## PAGE EXTRACT
So, if fiat currency is so cheap to borrow, why bother borrowing cryptocurrency?
Decentralized finance is more accessible than the traditional financial system. A traditional financial institution like a bank might not consider you a suitable borrower for a loan. Decentralized finance relies on smart contracts, which automate the administration of loans and pay out the interest. This automation also removes middlemen like banks from the equation, which makes the whole process cheaper and less complicated.
Many of the most popular cryptocurrencies have skyrocketed in value since they were first launched. Adopters who invested early are hesitant to cash out. Consequently, there has been a large amount of cryptocurrency held for long periods of time in anticipation of it gaining even more in value. The ability to loan out this cryptocurrency creates an income stream that gives those who are long-term cryptocurrency investors an income even when cryptocurrency doesn’t gain in value.
Right now, the focus in the world of decentralized finance is lending, borrowing and derivatives. But this will eventually expand to cover other areas like stocks, bonds and other assets that can be traded. Insurance is another area of finance that is often hard to access for many people in various parts of the world. Decentralized finance products like iXledger and VouchForMe hope to address this global need.
The Risks of DeFi
In June 2020, decentralized finance garnered a great deal of attention through the rise of decentralized finance platforms like Maker, which was then overtaken by Compound. As of July 11th, the entire decentralized finance space holds $2.26 billion (USD) worth of value locked into it.

## INPUT
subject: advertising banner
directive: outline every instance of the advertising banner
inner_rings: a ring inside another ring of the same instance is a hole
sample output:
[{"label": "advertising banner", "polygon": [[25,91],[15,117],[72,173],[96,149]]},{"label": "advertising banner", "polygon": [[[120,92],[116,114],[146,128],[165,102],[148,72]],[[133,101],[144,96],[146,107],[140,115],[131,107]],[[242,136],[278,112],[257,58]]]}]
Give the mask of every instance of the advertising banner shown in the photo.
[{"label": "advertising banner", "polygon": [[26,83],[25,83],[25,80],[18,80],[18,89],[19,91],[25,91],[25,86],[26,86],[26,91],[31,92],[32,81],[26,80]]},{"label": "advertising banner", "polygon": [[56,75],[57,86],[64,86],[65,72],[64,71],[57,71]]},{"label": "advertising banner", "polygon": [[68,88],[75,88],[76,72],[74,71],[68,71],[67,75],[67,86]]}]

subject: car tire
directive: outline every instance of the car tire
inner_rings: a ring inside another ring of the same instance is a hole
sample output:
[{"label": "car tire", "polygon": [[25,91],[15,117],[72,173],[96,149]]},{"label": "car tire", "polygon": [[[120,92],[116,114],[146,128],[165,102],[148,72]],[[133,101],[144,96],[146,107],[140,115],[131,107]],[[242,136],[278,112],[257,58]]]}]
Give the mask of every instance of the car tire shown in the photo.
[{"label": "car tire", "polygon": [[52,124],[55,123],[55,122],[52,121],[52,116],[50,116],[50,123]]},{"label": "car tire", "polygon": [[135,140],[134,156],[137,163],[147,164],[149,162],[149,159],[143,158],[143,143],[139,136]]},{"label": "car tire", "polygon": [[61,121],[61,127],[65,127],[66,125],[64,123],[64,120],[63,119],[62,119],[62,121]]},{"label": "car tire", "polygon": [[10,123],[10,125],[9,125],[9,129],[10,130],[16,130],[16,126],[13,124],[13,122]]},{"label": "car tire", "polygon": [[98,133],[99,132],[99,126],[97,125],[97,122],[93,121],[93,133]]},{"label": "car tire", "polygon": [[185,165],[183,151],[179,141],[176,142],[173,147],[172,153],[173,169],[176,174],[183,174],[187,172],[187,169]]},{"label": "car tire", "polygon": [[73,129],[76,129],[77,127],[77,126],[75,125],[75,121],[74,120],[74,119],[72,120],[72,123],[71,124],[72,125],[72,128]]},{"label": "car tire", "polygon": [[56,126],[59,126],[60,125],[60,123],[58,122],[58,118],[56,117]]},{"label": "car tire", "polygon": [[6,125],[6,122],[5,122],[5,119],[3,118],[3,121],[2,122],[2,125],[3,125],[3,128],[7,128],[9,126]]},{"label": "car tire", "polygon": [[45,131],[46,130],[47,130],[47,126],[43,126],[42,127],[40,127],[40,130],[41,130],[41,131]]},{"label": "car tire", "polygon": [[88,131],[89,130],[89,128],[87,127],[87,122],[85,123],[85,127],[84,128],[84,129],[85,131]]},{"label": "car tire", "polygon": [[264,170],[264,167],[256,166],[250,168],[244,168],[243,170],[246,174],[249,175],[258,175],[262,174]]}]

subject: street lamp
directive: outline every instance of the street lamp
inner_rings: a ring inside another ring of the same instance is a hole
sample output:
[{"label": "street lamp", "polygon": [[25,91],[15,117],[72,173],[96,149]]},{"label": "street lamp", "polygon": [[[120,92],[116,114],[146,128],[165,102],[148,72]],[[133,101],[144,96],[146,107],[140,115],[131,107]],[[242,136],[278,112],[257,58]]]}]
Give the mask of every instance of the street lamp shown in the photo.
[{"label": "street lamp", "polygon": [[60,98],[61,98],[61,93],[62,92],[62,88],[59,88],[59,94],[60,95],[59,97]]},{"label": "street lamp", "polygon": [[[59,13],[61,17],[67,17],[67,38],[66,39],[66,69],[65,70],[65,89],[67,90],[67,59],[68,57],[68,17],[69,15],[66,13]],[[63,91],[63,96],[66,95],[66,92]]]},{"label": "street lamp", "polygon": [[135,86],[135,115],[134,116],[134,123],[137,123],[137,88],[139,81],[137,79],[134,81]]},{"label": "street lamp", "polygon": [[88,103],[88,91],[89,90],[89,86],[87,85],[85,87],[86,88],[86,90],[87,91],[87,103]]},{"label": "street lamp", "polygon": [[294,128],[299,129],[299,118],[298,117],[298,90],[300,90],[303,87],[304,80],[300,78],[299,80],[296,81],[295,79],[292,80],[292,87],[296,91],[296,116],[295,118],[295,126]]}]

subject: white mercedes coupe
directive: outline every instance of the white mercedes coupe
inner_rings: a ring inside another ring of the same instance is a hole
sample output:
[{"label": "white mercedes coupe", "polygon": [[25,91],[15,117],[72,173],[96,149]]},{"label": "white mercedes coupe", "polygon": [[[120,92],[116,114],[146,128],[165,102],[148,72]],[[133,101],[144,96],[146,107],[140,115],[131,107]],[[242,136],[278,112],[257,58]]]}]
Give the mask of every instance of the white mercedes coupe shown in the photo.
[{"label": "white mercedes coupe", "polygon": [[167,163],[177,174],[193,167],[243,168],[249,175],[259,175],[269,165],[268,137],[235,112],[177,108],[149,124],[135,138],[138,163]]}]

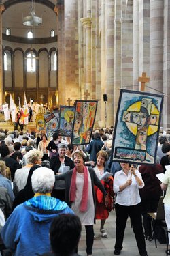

## WRITTEN TASKS
**a)** Based on the passage on decentralized finance, say whether each statement agrees with it: (i) smart contracts automate the administration of loans; (ii) insurance is among the current focus areas of decentralized finance; (iii) Maker overtook Compound. Answer yes or no for each and quote the deciding words.
**b)** From the rows, set down the part that opens with the line containing "subject: street lamp" and closes with the line containing "Give the mask of every instance of the street", both ends included, reproducing each line exactly.

## EXERCISE RESULTS
**a)**
(i) Yes: "Decentralized finance relies on smart contracts, which automate the administration of loans and pay out the interest."
(ii) No: "Right now, the focus in the world of decentralized finance is lending, borrowing and derivatives."
(iii) No: "platforms like Maker, which was then overtaken by Compound"

**b)**
subject: street lamp
directive: outline every instance of the street lamp
inner_rings: a ring inside another ring of the same instance is a hole
sample output:
[{"label": "street lamp", "polygon": [[25,91],[15,117],[72,173],[96,149]]},{"label": "street lamp", "polygon": [[[120,92],[116,114],[146,128],[165,102],[148,72]],[[133,101],[144,96],[146,107],[140,115],[131,107]],[[242,136],[278,112],[257,58]]]}]
Give the mask of every instance of the street lamp shown in the photo.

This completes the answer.